— start Provided passage —
Opinion
Case No. 22-21161-kmp
2023-03-03
The USA/IRS was represented by: Priyanka D. Cohen, Dept. of Justice, Tax Division, Washington, DC. The debtors were represented by: David Pietrek, Debt Advisors, SC, Green Bay, WI.
The USA/IRS was represented by: Priyanka D. Cohen, Dept. of Justice, Tax Division, Washington, DC.
The debtors were represented by: David Pietrek, Debt Advisors, SC, Green Bay, WI.
DECISION AND ORDER MODIFYING AUTOMATIC STAY
Katherine Maloney Perhach, United States Bankruptcy Judge
The issue presented in this case is whether the Internal Revenue Service is entitled to relief from the automatic stay based on a lack of adequate protection of its alleged interest in the Debtors’ Social Security benefits. For the reasons set forth below, the Court will modify the stay.
The Debtors in this Chapter 13 case owe federal taxes dating back to 2005. Claim No. 7-5; Schedule E/F, Docket No. 1 at 22. According to the IRS's proof of claim, the Debtors owe the IRS a total of $260,611.60 for their past due federal taxes. Claim No. 7-5. The IRS has offered the following breakdown of its claim: a secured claim in the amount of $220,204.28, an unsecured priority claim in the amount of $31,805.45, and a general unsecured claim in the amount of $8,601.87. Id. The IRS has acknowledged that it did not file a notice of federal tax lien covering the taxes at issue. Docket No. 41 at 5 n.3.
In their bankruptcy schedules, the Debtors reported that most of their income consists of Social Security benefits. Schedule I, Docket No. 1 at 36-37. Mr. Rios receives $2,138 per month in Social Security benefits. Id . He also receives $1,578 in monthly take-home pay from his work as a security guard and counts monthly prorated tax refund income of $102 for a total monthly income of $3,818. Id . Mrs. Rios is retired. Id. She receives $1,166 per month in Social Security benefits and $808 per month in pension or retirement income for a total monthly income of $1,974. Id. After deducting their monthly expenses from their monthly income, the Debtors have a combined monthly net income of $2,258. Amended Schedule J, Docket No. 35.
The Debtors proposed a Chapter 13 plan calling for payment of their monthly net income of $2,258 to the Chapter 13 Trustee. See Amended Chapter 13 Plan, Docket No. 36. The plan payments will be used to pay the $30,007.86 arrearage on the first mortgage on the Debtors’ home, the $28,148.28 arrearage on the second mortgage on the Debtors’ home, a $7,725.00 claim secured by the Debtors’ 2010 Toyota Prius, a $23,466.22 secured claim held by the Wisconsin Department of Revenue, the Chapter 13 Trustee's fees, and the Debtors’ attorneys’ fees. See Chapter 13 Plan, Docket No. 2; Claim No. 14-1; Claim No. 12-1, Claim No. 15-1. The Debtors also proposed to pay a priority claim held by the Wisconsin Department of Revenue in the amount of $612.00 and the priority portion of the IRS claim, which they assert is $31,716.26. Chapter 13 Plan; Claim No. 15-1; Docket No. 32 at 9. Their plan proposed no payment on general unsecured claims.
— end Provided passage —
— start Records —
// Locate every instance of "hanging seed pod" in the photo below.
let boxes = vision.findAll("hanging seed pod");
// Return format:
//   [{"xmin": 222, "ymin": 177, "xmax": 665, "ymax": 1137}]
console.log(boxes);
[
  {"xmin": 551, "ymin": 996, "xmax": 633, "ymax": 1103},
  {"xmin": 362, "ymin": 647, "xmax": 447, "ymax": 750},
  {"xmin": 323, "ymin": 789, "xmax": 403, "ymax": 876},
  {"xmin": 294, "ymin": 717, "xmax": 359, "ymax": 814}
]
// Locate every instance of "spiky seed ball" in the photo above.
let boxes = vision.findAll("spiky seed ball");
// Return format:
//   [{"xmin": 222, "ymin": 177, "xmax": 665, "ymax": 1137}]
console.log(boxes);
— end Records —
— start Records —
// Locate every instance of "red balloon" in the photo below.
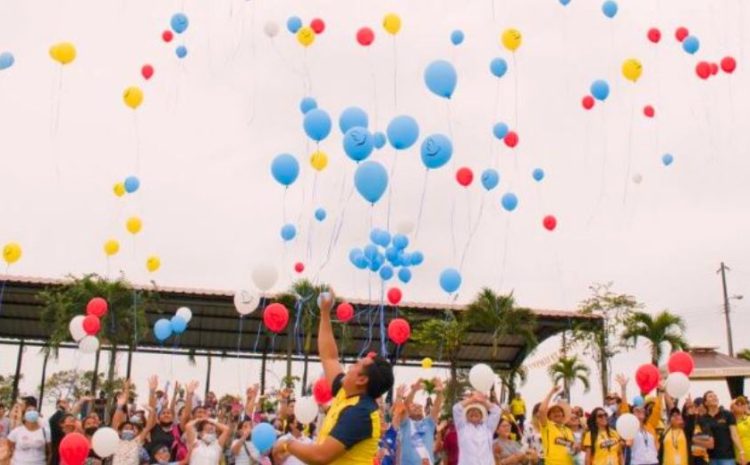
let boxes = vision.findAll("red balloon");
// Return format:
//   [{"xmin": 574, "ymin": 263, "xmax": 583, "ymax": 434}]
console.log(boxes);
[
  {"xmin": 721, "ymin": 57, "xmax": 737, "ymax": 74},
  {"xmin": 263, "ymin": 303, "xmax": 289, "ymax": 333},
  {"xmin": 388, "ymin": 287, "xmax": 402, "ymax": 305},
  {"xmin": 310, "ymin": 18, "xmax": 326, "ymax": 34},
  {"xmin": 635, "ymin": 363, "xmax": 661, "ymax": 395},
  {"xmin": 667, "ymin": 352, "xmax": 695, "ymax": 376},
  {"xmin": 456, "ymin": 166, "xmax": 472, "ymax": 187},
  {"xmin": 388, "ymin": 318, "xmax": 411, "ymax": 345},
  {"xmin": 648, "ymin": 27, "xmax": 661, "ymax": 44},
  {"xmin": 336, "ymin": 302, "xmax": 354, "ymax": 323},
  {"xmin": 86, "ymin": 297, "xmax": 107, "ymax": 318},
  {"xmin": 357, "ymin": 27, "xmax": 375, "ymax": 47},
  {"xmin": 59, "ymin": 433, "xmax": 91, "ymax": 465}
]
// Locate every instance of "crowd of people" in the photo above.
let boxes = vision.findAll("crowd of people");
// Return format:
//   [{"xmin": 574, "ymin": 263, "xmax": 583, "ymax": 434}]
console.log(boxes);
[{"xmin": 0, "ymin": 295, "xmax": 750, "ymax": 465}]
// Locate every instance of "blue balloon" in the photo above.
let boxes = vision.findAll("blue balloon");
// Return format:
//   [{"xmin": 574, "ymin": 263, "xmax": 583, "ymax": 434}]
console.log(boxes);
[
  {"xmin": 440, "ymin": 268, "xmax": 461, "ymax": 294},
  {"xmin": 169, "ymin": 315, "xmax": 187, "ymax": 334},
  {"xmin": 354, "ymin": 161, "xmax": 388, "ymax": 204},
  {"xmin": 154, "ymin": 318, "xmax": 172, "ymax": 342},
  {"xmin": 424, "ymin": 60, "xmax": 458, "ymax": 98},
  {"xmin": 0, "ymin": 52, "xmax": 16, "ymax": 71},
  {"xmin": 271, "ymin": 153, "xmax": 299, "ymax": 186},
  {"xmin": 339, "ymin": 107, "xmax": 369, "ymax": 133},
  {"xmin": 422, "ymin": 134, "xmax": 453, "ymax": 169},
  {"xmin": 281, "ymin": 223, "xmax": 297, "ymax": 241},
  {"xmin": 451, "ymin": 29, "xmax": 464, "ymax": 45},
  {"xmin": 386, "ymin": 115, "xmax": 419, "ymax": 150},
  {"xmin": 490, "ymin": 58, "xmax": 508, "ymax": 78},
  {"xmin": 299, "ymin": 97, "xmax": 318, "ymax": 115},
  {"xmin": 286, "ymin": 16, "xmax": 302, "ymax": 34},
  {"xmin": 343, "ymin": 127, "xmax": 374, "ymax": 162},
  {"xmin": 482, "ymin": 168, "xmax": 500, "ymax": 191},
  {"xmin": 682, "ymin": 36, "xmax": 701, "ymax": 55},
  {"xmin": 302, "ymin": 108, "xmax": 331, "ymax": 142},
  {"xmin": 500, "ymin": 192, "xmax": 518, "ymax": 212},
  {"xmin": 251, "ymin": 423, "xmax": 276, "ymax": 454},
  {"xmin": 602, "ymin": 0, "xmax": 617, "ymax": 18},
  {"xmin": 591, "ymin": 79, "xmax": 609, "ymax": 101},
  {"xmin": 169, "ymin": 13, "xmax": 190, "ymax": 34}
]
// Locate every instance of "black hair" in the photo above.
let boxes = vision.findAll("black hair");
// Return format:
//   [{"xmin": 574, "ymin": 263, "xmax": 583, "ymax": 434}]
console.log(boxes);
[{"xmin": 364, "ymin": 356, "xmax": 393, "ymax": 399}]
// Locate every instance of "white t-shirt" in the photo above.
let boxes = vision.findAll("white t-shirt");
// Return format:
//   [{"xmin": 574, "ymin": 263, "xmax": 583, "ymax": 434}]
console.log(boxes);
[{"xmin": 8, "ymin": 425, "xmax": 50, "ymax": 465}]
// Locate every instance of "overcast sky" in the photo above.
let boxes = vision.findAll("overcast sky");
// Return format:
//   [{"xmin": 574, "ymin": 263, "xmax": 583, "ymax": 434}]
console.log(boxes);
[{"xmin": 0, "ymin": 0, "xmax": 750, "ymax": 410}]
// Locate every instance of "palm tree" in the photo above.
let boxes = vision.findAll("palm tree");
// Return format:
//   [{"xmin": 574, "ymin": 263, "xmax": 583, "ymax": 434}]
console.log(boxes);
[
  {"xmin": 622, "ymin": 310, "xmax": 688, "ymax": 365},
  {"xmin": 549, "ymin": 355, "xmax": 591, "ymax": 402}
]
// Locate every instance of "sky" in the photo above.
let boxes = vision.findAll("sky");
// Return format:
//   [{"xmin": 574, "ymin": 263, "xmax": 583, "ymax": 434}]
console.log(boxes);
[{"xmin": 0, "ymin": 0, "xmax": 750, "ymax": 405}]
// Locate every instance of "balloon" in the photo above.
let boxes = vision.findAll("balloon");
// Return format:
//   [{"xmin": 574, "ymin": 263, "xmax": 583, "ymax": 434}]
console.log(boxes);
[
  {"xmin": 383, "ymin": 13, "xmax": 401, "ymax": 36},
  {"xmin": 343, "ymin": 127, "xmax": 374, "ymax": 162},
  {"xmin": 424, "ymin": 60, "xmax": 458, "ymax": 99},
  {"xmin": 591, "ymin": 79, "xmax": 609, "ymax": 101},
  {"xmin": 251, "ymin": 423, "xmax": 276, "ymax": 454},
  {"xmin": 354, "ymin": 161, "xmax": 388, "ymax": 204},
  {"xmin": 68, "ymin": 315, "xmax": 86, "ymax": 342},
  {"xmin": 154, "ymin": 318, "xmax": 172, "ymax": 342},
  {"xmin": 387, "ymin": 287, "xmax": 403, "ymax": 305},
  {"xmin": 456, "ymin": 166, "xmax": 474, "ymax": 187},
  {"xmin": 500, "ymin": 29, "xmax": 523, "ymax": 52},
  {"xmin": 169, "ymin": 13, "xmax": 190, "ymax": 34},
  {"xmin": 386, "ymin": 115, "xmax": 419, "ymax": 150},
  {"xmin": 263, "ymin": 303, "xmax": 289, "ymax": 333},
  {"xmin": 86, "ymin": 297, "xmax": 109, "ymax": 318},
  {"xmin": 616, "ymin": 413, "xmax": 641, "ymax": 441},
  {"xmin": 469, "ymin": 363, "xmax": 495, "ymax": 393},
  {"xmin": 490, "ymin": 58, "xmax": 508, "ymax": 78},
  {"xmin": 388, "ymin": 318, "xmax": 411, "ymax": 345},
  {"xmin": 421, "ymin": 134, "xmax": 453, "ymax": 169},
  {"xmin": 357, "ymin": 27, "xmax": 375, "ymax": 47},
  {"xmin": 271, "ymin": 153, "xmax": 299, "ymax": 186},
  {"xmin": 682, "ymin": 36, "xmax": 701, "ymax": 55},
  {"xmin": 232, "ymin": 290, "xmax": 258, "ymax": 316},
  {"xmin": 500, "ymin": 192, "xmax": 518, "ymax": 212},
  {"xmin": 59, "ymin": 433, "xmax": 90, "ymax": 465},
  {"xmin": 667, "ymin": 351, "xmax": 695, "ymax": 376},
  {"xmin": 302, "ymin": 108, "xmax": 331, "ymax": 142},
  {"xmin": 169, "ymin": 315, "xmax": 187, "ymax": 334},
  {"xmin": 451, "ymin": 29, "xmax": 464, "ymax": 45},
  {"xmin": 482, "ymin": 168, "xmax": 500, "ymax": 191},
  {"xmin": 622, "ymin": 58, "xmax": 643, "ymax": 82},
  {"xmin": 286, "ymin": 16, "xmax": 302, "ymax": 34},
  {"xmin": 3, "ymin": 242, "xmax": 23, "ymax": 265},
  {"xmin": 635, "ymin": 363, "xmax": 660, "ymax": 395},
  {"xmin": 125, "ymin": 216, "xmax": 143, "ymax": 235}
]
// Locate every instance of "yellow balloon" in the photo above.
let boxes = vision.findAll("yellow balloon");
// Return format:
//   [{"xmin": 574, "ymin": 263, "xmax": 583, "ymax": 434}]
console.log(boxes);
— end Records —
- _Task requirements_
#1 Collect every line of the entries that contains the string "hair", treating uppercase and lowercase as different.
#2 Write the next part of the bankruptcy opinion, starting after its final paragraph about the proposed Chapter 13 plan.
These entries have no connection to the bankruptcy opinion.

- _Per-task answers_
#1
// Locate every instance of "black hair" in the photo above.
let boxes = vision.findAll("black hair");

#2
There appears to be a discrepancy of $89.19 between what the Debtors believe is the amount of the IRS's priority unsecured claim and what the IRS believes is the amount of the IRS's priority unsecured claim. The Debtors’ objection to the IRS's proof of claim asserted that the amount of the IRS's priority unsecured claim was $31,716.26. Docket No. 32 at 9. The IRS's subsequent amendment to its proof of claim asserted that $31,805.45 of its claim is entitled to priority under 11 U.S.C. § 507(a)(8). Claim No. 7-5. The Debtors’ plan provides that "debt amounts listed on a filed proof of claim control over any contrary amounts." Docket No. 2 at 5. At the preliminary hearing on the claim objection, counsel for the Debtors stated that the only remaining issue raised in the claim objection was whether the tax debt for 2005 to 2012 was a secured claim, so it may be that the Debtors have adopted the amount of the priority unsecured claim stated in the IRS's proof of claim.
The Debtors and the IRS disagree about the status of the IRS's claim in this case and the permitted treatment of the claim in the Debtors’ Chapter 13 plan. That disagreement has resulted in three matters pending before the Court. The Debtors have objected to the IRS's proof of claim, asserting that the IRS's entire claim is unsecured and $31,716.26 of the claim is entitled to be treated as a priority claim under 11 U.S.C. § 507(a)(8)(A). Docket No. 32. The IRS has objected to confirmation of the Debtors’ Chapter 13 plan because the plan does not provide for payment of what it asserts is a secured claim of $220,204.28. Docket No. 49. The IRS has also filed a motion for relief from the automatic stay. Docket No. 41.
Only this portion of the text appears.